• INSTRUCTIONS TO FOLLOW
Retype the rows below word for word, covering the stretch from the first row through the line that contains "213,12 -> 360,79".

--- Start SOURCE DATA ---

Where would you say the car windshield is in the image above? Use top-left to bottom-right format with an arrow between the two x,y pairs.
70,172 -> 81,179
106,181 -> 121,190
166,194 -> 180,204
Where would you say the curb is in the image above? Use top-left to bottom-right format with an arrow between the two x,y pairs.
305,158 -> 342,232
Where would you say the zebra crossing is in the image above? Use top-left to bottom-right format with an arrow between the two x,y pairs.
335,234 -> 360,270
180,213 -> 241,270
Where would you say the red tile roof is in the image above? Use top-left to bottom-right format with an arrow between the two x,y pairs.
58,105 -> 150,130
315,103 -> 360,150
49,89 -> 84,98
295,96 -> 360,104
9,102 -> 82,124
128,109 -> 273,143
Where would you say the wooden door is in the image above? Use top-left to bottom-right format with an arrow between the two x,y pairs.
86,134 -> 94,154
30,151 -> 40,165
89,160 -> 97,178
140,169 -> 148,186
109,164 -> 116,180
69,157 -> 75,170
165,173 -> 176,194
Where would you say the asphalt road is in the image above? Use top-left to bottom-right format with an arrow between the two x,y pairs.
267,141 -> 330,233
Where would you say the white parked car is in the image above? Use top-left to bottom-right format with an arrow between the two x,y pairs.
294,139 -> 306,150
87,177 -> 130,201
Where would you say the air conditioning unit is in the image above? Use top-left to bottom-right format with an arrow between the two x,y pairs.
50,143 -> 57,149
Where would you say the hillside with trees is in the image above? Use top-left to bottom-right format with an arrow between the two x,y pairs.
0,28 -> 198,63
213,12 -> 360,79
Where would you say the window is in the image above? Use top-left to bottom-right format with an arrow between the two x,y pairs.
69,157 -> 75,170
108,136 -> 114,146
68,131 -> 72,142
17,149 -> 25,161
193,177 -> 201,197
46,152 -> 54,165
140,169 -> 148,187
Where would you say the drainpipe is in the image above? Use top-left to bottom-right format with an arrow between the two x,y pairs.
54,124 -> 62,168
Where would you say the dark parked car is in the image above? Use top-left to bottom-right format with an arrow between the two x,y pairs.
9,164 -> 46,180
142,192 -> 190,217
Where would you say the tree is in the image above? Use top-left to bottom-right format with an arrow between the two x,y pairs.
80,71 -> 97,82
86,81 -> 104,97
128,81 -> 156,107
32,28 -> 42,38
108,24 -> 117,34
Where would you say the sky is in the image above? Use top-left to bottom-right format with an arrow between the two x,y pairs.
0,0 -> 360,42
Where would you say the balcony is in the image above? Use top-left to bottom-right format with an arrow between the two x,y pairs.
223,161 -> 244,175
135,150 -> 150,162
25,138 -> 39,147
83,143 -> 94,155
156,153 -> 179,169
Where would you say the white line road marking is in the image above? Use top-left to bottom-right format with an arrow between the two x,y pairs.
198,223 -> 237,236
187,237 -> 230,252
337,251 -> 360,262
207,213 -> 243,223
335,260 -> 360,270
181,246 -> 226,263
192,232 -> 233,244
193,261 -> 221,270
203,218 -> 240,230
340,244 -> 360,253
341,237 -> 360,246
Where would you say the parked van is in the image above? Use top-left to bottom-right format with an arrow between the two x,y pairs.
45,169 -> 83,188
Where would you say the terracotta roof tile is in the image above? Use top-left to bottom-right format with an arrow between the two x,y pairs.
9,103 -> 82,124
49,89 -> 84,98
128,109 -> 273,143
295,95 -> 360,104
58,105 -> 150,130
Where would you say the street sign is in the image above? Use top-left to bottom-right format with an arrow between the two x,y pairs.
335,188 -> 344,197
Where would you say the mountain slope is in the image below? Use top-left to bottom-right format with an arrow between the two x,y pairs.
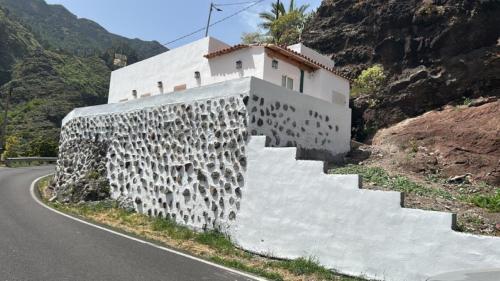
302,0 -> 500,140
0,7 -> 41,85
0,0 -> 168,60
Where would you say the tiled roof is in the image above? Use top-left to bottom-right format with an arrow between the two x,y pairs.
204,44 -> 353,82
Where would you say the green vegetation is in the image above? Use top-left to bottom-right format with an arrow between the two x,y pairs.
241,0 -> 309,45
210,256 -> 285,281
38,176 -> 370,281
276,258 -> 333,280
0,0 -> 167,157
351,64 -> 387,96
470,188 -> 500,212
329,165 -> 453,199
0,0 -> 167,59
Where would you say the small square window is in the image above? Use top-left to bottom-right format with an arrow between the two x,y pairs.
236,60 -> 243,69
286,77 -> 293,90
271,60 -> 278,69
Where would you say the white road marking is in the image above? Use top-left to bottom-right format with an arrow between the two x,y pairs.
30,175 -> 266,281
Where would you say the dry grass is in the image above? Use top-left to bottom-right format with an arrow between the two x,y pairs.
39,175 -> 365,281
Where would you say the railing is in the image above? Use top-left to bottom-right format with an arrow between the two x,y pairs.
5,157 -> 57,167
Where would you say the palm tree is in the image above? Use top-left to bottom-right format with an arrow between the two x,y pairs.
259,0 -> 309,31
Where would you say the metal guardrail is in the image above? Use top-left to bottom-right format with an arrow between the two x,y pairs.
5,157 -> 57,167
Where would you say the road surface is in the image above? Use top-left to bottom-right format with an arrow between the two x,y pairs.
0,167 -> 257,281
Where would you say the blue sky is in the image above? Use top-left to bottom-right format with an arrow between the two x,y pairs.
46,0 -> 321,48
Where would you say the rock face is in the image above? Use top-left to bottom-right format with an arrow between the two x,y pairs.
373,101 -> 500,185
54,140 -> 110,203
302,0 -> 500,139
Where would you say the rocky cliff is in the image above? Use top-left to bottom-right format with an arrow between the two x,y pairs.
302,0 -> 500,140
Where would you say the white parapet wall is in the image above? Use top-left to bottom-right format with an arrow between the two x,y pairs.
55,78 -> 500,281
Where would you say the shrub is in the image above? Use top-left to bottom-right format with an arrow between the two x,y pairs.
351,64 -> 387,96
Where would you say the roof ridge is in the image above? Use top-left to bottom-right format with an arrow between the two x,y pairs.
204,43 -> 353,82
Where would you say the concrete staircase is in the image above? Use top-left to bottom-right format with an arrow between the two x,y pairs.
229,136 -> 500,281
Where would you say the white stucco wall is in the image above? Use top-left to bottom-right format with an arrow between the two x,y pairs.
60,78 -> 500,281
247,79 -> 351,160
229,137 -> 500,281
108,37 -> 349,103
288,43 -> 335,68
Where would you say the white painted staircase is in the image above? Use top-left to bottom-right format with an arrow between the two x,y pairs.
229,136 -> 500,281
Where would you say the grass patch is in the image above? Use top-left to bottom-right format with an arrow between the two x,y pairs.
38,177 -> 372,281
469,188 -> 500,212
210,256 -> 285,281
195,231 -> 236,254
277,258 -> 333,280
329,164 -> 453,199
148,217 -> 195,240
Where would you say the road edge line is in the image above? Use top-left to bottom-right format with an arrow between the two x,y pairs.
30,173 -> 268,281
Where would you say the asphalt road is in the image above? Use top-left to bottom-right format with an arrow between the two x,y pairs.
0,167 -> 256,281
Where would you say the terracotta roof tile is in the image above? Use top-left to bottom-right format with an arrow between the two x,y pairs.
204,43 -> 353,82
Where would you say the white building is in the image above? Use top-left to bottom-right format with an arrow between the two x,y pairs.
108,37 -> 349,104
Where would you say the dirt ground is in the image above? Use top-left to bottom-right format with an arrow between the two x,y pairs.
348,99 -> 500,236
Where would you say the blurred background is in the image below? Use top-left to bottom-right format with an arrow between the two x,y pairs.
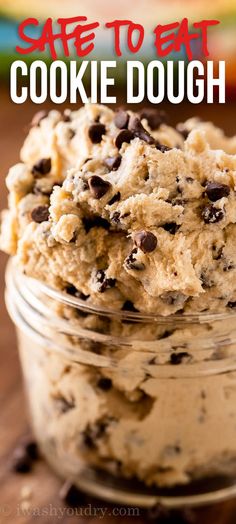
0,0 -> 236,524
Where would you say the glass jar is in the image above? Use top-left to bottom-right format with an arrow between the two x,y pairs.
6,261 -> 236,507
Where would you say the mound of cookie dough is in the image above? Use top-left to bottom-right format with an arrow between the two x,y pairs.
1,105 -> 236,315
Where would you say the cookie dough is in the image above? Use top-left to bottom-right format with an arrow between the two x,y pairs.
1,105 -> 236,315
1,105 -> 236,494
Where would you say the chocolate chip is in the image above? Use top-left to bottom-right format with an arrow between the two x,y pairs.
24,438 -> 39,460
83,420 -> 108,449
212,246 -> 224,260
128,115 -> 155,144
31,110 -> 48,127
61,111 -> 71,122
161,222 -> 180,235
11,435 -> 39,473
68,128 -> 75,140
177,128 -> 190,140
31,158 -> 52,176
115,129 -> 134,149
227,301 -> 236,309
202,205 -> 224,224
108,191 -> 120,206
125,248 -> 145,271
156,141 -> 171,153
223,262 -> 235,273
88,122 -> 106,144
65,284 -> 89,300
31,206 -> 49,224
53,395 -> 75,414
200,272 -> 214,289
111,211 -> 120,224
11,447 -> 32,473
114,109 -> 129,129
96,269 -> 116,293
134,231 -> 157,253
121,300 -> 139,313
88,175 -> 111,200
139,107 -> 167,130
97,377 -> 112,391
170,351 -> 189,365
104,155 -> 122,171
82,217 -> 110,233
206,182 -> 230,202
59,480 -> 87,507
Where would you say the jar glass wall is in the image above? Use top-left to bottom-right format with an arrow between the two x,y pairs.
6,262 -> 236,507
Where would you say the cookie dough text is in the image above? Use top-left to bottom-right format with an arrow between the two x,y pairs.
10,60 -> 225,104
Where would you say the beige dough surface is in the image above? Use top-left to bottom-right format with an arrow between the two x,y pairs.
1,105 -> 236,315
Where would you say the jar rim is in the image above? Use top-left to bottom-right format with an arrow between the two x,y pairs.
6,258 -> 236,324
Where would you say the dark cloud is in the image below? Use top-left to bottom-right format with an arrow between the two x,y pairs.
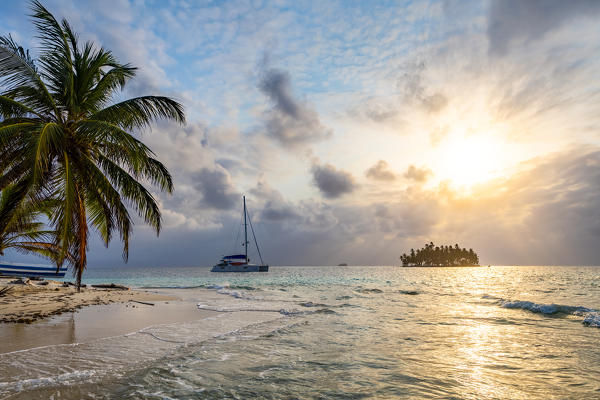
312,164 -> 355,199
192,168 -> 240,210
404,165 -> 433,183
487,0 -> 600,55
258,68 -> 331,147
365,160 -> 396,181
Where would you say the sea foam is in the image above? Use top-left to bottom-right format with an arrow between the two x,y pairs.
481,294 -> 600,328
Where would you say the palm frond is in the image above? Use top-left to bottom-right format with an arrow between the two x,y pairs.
89,96 -> 185,129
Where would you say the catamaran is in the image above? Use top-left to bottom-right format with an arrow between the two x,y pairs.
0,262 -> 67,278
211,196 -> 269,272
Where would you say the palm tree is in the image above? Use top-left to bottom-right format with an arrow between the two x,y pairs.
0,1 -> 185,288
0,185 -> 70,269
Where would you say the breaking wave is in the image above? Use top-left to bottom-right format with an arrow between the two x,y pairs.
482,294 -> 600,328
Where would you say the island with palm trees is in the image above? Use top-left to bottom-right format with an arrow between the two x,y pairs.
400,242 -> 479,267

--- End SOURCE DATA ---

• RESULT OF THE EXERCISE
Where would you say the car windshield is in the image above? Use top-left to bottom-right format with an arrow between the two x,y pairs.
70,172 -> 81,179
106,181 -> 121,190
166,194 -> 180,204
Where would you say the curb is in the image above? Use top-left to bottom-right format with an arrow between the two x,y pairs.
305,158 -> 342,232
Where would you say the zebra crossing is in the image above? Use top-left to bottom-right format with an arrow between the two x,y pairs.
335,234 -> 360,270
180,213 -> 241,270
Where would you say the red tile roof is in the image above? Use top-left to bottom-right format with an arrow between the two x,y pairs.
58,105 -> 150,130
315,103 -> 360,150
49,89 -> 84,98
295,96 -> 360,104
9,102 -> 82,124
128,109 -> 273,143
Where would you say the wooden door is in the image above? Use top-left to bottom-right format with an arrow between the two x,y pairs.
86,134 -> 94,154
30,151 -> 40,165
89,160 -> 97,178
140,169 -> 148,186
109,164 -> 116,180
69,157 -> 75,170
165,173 -> 176,194
Where would you say the asphalt road is in the image above? Use top-left to bottom-right format with an arrow between the two x,y pairs.
267,141 -> 330,233
Where would you say the white parked car is in the image above? Use top-left to bottom-right format with an arrow between the two x,y pairs.
294,139 -> 306,150
87,177 -> 130,201
Where would you say the air conditioning unit is in the image above? Use top-left to bottom-right format with an arrow between the two x,y pairs.
50,143 -> 57,149
Where would you say the hillside with trees is in the image above? Use top-left to bottom-right format with an arrow between the two x,y pairs.
0,28 -> 198,63
213,12 -> 360,79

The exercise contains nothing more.